╭─ Provided text

Smartwatches are about to get a whole lot smarter. Rockley Photonics has pulled back the curtain on a health monitoring platform equipped with high-tech sensors to continuously monitor a range of biomarkers from blood pressure to glucose levels, all from the wearer’s arm.
As per The Telegraph Rockley is touting the system as a “clinic on the wrist,” since it goes beyond simply measuring health data, by sending the collected data to a smartphone app for further analysis by Rockley’s own machine learning algorithms.
The wearable sensors are able to analyze a wearer’s skin, blood and extracellular fluid to measure core body temperature and blood pressure, as well as hydration, muscle lactate, alcohol and glucose levels, among other features—far outpacing the abilities of current smartwatch models.
Rockley Photonics plans to test out the wearable through a handful of in-human studies over the next several months. From there, it plans to target both consumer electronics and medical device makers to incorporate the sensor tech into smartwatches and fitness trackers, as well as clinical monitoring devices.
Rockley’s sensor module and associated reference designs for consumer products integrate hardware and application firmware to enable wearable devices to monitor multiple biomarkers, including core body temperature, blood pressure, body hydration, alcohol, lactate, and glucose trends, among others.

╰─
╭─ Exercise data

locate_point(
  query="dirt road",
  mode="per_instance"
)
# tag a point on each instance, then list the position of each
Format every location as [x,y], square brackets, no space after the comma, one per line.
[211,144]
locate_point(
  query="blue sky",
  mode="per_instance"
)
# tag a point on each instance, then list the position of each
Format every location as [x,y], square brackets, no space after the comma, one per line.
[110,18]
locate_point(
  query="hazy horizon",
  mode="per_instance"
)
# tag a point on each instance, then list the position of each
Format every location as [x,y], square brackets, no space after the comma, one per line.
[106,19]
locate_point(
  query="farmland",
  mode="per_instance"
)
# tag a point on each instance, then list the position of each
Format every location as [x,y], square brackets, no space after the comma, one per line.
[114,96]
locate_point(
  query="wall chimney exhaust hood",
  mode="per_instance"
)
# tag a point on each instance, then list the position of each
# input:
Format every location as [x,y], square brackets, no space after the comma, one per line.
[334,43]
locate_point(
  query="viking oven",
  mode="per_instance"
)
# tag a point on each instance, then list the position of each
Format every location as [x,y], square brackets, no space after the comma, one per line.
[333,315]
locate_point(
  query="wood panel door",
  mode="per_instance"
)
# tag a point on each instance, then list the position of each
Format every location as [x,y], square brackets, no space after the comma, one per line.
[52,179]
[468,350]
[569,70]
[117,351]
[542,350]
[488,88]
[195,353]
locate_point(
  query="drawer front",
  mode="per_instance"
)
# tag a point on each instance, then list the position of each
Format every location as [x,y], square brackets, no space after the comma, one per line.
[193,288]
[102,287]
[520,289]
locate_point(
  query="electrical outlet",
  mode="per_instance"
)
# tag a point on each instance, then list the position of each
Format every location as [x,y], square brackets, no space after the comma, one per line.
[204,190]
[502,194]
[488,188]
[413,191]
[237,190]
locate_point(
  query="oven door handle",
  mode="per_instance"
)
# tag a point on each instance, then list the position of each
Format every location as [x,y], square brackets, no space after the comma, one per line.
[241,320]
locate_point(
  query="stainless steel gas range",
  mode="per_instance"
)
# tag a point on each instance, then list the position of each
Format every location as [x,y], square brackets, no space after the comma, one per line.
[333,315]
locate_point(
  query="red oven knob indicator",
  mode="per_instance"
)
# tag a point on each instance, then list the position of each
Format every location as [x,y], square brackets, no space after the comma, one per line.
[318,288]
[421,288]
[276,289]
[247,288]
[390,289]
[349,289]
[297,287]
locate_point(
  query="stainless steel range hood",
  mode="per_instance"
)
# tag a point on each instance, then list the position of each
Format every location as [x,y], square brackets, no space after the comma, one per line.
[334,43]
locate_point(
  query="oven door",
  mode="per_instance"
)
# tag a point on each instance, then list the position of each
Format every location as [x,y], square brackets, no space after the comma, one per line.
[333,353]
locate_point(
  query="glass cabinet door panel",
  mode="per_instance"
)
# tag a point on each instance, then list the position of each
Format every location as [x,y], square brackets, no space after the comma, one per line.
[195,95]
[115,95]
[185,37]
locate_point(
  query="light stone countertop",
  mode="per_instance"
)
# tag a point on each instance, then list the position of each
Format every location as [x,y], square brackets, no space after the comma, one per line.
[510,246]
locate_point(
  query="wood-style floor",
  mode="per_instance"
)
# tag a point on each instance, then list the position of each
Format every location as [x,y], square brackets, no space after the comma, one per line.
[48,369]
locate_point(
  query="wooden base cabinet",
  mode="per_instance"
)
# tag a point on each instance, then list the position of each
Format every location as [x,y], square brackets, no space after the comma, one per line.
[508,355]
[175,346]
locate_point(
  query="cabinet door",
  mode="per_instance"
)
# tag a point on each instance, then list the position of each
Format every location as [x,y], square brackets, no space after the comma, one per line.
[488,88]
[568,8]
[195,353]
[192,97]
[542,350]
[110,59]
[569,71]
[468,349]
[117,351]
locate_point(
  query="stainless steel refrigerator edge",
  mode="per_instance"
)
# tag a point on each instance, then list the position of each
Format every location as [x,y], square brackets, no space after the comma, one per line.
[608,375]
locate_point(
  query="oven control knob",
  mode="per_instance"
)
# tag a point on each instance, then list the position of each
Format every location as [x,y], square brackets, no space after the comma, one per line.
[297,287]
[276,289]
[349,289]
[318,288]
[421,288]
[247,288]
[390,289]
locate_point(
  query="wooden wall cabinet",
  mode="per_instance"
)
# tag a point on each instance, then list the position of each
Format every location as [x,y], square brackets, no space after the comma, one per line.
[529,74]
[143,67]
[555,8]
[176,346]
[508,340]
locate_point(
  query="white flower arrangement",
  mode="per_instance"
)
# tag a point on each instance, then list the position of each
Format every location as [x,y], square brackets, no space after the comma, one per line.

╰─

» Assigned task A
Reproduce the passage of the Rockley Photonics article between "As per The Telegraph" and "current smartwatch models.", inclusive.
» Assigned task B
Write the next part of the article on Rockley Photonics' wrist-worn health sensors, picking up after its final sentence.

» Result A
As per The Telegraph Rockley is touting the system as a “clinic on the wrist,” since it goes beyond simply measuring health data, by sending the collected data to a smartphone app for further analysis by Rockley’s own machine learning algorithms.
The wearable sensors are able to analyze a wearer’s skin, blood and extracellular fluid to measure core body temperature and blood pressure, as well as hydration, muscle lactate, alcohol and glucose levels, among other features—far outpacing the abilities of current smartwatch models.

» Result B
Its full-stack sensing solution features a wristband that contains the sensor module and communicates with custom cloud-based analytical engines via a Rockley smartphone app. The wristband will be used in a sequence of in-house human studies in the coming months.
Moreover, Rockley’s architecture is designed to deliver several milliwatts of optical output power per wavelength channel to achieve the high signal-to-noise ratio required for signal analysis from a small wearable.
It is widely rumored that the Apple Watch Series 7 may include technology for measuring blood sugar levels in a noninvasive way, as well as body temperature. Outlets covering Apple technology have not definitively confirmed or denied that the new feature will be included in the Apple Watch.